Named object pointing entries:
>> Start

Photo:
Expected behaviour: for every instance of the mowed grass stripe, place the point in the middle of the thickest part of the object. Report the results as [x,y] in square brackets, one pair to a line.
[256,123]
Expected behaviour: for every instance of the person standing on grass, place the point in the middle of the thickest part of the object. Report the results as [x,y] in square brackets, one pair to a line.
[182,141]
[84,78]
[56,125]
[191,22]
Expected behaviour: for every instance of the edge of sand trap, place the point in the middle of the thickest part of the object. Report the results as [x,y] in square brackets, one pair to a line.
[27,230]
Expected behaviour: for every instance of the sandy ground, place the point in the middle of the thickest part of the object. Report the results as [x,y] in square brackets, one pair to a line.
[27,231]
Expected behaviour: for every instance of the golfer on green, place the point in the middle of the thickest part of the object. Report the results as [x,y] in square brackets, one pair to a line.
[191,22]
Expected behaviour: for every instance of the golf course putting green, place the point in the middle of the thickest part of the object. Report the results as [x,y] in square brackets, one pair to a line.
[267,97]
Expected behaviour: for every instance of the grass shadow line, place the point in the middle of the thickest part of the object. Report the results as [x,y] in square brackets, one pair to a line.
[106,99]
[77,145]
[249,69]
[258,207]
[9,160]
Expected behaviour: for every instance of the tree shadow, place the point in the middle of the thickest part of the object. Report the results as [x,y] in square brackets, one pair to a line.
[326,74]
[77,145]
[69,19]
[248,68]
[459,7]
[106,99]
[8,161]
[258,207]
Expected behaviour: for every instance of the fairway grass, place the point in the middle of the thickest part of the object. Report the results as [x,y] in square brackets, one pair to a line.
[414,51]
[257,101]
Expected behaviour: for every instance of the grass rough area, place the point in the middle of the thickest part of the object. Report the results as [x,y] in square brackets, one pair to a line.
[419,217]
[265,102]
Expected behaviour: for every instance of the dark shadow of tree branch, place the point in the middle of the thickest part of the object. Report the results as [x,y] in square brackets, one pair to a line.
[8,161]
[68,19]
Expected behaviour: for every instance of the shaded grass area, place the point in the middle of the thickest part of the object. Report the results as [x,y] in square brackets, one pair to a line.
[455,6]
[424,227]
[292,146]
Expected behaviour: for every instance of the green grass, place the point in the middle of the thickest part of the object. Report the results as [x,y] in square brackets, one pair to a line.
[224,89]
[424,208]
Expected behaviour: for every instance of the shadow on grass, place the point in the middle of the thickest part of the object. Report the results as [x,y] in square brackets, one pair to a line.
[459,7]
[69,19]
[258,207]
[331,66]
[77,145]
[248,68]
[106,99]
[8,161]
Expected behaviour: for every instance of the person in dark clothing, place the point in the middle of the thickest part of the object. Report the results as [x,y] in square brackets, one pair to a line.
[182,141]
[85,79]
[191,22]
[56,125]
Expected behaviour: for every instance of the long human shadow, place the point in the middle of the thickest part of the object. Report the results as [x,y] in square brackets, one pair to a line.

>> End

### TASK OBJECTIVE:
In full and verbatim, repeat the records given above.

### RESULT FOR THIS EXERCISE:
Photo:
Expected behaviour: for every instance of the mowed grass stripe, place the point in the middle of the thickest part of the object. Report the results as [x,y] in square brackets, one pair to a line.
[256,123]
Expected behaviour: for every instance of the person standing on grass, place the point in the middle of the thickest part of the object. Report the results as [x,y] in square brackets, one pair to a line.
[182,141]
[84,78]
[56,125]
[191,22]
Expected behaviour: for every instance of the edge of sand trap, place the point in the middle of the thickest part of the object. Report the results as [x,y] in square brackets, one pair to a line.
[27,230]
Expected behaviour: for every instance of the sandy ground, place the point in the middle of the thickest part of the object. Report the results as [x,y] in square brackets, one pair to a line.
[27,231]
Expected behaviour: for every instance of the golfer on green, place the point in the middle of the thickest part of the object. Report the results as [x,y] in square brackets, one pair to a line.
[191,22]
Expected behaviour: for every instance of the golf course putting green, place the point in the middle of the thickest part of the object. Report the results as [x,y] in square brackets, one pair to a line.
[267,97]
Expected behaviour: for every instance of the grass shadow line, place the point in the middle of the thickest part of the object. Report the results as [x,y] in square brackets, one pair to a line.
[106,99]
[77,145]
[249,69]
[258,207]
[9,160]
Expected behaviour: for every instance of the tree shadow, place the point in the middle of the thickest part of the object. Report the results as [x,y] in square brackets, one pair to a line.
[326,74]
[77,145]
[69,19]
[248,68]
[459,7]
[106,99]
[8,161]
[258,207]
Expected behaviour: for every instance of the fairway grass, place the point in the middle of the thickest part of the object. Report the results as [x,y] in square brackets, one pair to a line.
[414,51]
[257,101]
Expected behaviour: for every instance of the grass rough area, place the point in the middle of the thickest part of the object. Report the results as [x,y] in square brackets, one pair to a line.
[419,217]
[265,102]
Expected behaviour: for every instance of the dark shadow of tree branch, place the point in the middle of the thickest part of the object. Report the results as [x,y] in square brackets, one pair to a line.
[8,161]
[68,19]
Expected behaviour: for every instance of the shaded grass area, place the point in the middle of the thickest part of the object. Report the results as [x,y] in square brackets, one pair to a line.
[455,6]
[424,227]
[292,146]
Expected behaviour: for every instance of the green grass, place the point in the middle of the thickest part of the object. Report the results as [x,y] in square brackets, one pair to a line.
[224,89]
[424,208]
Expected behaviour: for every instance of the shadow on grass, place the point in the middle of the thickest part of the object. Report the results as [x,y] in square brackets, one pair to a line.
[459,7]
[69,19]
[258,207]
[331,66]
[77,145]
[248,68]
[106,99]
[8,161]
Expected behaviour: for every instance of the person in dark clothing, place the point in the middle of the thickest part of the object. Report the results as [x,y] in square brackets, one pair to a line.
[182,141]
[85,79]
[191,22]
[56,125]
Expected behaviour: for every instance of the long human shadow, place the point in the middle of the thickest part of the object. Report the results as [x,y] in square brackets, one pair to a line.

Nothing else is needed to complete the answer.